Reproduce the data below word for word, from the line containing "target | green bush" through the end of the data, and nothing else.
* START Data extract *
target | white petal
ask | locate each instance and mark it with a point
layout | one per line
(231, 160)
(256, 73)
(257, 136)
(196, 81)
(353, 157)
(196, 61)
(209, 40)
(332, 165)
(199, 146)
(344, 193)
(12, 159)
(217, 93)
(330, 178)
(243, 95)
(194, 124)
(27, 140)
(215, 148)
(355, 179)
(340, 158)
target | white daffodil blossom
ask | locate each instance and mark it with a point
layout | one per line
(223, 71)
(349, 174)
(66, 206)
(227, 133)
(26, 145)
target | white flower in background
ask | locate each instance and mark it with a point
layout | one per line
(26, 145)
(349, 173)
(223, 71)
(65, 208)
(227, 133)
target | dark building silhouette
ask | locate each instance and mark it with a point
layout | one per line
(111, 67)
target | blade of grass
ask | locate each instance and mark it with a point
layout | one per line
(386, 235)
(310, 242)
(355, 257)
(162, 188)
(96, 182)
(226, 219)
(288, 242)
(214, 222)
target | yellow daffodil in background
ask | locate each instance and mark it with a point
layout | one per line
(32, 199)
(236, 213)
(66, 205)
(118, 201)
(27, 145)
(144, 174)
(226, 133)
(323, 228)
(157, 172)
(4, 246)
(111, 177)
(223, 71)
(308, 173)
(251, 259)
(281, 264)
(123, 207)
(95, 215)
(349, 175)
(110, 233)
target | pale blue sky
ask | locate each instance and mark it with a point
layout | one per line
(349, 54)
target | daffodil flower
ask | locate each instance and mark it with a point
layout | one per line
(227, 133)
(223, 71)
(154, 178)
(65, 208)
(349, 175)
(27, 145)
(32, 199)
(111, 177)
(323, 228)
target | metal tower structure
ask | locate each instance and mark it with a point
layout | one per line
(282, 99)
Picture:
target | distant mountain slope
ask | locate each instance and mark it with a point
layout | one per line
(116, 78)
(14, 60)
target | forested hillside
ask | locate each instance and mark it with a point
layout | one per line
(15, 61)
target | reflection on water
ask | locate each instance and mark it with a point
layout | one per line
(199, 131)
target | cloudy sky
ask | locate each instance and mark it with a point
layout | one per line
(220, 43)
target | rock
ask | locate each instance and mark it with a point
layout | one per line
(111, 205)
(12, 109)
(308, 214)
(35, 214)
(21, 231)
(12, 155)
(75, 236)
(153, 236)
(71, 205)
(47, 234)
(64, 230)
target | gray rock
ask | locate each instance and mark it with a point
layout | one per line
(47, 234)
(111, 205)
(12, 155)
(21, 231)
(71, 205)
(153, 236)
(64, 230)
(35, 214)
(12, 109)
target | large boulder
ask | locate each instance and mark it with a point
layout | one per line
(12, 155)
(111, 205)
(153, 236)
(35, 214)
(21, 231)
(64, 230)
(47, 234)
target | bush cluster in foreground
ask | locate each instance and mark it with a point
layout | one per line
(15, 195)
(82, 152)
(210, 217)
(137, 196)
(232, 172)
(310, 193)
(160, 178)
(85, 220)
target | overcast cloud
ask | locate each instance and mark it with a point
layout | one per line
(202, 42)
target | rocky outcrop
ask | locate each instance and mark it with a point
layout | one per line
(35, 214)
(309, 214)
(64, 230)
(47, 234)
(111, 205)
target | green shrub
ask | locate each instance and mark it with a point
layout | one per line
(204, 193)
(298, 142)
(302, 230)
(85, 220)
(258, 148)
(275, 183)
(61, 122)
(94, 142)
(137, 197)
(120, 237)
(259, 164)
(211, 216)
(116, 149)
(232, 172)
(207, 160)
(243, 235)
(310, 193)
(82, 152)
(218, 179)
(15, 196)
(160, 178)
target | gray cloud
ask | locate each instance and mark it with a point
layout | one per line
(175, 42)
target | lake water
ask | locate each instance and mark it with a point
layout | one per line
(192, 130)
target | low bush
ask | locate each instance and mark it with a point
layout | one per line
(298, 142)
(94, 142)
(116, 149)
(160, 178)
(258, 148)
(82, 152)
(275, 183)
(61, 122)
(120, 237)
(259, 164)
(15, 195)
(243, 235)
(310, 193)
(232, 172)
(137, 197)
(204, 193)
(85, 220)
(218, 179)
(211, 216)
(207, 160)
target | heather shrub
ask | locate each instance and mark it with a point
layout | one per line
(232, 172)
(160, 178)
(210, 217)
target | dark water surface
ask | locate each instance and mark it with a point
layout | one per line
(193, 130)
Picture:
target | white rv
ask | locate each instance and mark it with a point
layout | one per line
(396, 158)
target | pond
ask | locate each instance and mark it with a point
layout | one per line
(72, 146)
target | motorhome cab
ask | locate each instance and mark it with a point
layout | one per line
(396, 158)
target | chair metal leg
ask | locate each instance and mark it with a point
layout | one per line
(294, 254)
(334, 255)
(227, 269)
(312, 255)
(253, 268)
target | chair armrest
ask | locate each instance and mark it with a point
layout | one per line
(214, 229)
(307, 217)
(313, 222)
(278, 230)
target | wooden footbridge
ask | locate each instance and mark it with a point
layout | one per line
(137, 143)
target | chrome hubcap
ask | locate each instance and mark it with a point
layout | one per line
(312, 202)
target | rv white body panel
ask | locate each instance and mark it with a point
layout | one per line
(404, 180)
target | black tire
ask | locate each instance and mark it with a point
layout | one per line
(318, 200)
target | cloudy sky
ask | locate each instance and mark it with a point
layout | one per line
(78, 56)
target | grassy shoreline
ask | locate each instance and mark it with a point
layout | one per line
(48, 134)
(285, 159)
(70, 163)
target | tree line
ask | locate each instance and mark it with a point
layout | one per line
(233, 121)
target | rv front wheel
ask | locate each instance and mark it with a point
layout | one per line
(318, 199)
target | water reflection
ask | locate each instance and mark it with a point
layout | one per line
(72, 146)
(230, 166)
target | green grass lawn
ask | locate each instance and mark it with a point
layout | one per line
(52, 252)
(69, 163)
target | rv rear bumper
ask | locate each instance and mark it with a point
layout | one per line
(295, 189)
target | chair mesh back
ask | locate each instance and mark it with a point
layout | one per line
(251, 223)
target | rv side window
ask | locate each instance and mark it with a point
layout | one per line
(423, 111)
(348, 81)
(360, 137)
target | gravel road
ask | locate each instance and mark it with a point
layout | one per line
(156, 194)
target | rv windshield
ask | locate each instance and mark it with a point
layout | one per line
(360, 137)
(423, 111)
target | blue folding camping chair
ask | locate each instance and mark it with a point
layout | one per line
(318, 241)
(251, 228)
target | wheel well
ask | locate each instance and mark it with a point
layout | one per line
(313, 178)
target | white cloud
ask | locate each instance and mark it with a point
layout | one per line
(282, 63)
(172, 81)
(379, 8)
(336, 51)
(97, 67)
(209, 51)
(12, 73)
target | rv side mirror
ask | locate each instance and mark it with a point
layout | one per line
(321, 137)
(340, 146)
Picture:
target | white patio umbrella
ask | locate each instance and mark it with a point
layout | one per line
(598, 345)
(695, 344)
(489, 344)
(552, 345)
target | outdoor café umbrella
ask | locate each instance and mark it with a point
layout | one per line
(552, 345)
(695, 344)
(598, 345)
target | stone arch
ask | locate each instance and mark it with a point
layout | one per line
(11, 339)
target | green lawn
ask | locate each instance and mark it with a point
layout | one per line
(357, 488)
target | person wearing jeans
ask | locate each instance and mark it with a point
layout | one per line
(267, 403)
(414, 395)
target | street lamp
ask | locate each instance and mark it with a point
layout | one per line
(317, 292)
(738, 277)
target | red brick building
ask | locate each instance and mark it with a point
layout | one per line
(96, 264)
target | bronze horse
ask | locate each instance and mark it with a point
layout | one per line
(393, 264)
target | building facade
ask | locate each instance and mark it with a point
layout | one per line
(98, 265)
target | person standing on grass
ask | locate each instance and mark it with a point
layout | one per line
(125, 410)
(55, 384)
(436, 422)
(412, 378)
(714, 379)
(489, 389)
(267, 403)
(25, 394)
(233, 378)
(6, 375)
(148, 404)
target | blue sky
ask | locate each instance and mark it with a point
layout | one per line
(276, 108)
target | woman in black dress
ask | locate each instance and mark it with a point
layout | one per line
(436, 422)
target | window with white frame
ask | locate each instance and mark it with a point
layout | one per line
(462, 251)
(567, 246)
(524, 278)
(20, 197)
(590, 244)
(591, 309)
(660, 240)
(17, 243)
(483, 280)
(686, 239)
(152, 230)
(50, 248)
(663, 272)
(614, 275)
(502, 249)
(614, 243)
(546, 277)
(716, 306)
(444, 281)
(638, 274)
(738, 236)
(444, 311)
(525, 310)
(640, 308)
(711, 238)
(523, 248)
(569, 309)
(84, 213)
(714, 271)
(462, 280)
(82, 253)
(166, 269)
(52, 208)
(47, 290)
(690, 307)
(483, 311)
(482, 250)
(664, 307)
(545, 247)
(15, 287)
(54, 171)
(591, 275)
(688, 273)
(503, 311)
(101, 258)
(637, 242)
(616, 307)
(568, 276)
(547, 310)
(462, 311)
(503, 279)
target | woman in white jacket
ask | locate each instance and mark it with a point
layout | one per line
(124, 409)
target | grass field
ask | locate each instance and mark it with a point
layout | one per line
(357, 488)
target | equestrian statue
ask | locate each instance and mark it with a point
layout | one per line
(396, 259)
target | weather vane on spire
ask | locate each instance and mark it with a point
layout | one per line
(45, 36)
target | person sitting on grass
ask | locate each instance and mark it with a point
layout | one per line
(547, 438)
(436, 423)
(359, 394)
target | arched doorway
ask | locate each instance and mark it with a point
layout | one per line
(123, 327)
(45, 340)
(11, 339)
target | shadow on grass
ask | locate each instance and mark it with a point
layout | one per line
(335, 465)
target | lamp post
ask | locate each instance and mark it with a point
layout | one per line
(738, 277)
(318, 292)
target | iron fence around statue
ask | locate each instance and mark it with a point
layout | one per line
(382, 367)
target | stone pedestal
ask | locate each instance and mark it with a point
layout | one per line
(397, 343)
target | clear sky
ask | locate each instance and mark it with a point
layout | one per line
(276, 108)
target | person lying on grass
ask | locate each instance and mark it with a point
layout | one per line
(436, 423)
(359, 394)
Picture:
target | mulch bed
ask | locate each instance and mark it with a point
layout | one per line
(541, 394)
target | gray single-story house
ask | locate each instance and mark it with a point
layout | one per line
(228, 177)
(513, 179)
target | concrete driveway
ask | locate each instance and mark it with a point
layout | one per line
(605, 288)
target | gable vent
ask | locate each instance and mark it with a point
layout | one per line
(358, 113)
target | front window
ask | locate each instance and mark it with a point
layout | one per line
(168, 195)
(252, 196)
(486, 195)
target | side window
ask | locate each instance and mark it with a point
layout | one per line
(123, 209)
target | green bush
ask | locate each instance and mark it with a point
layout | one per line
* END Data extract *
- Solved problem
target | green bush
ask | locate each instance and mark it with a point
layout | one per line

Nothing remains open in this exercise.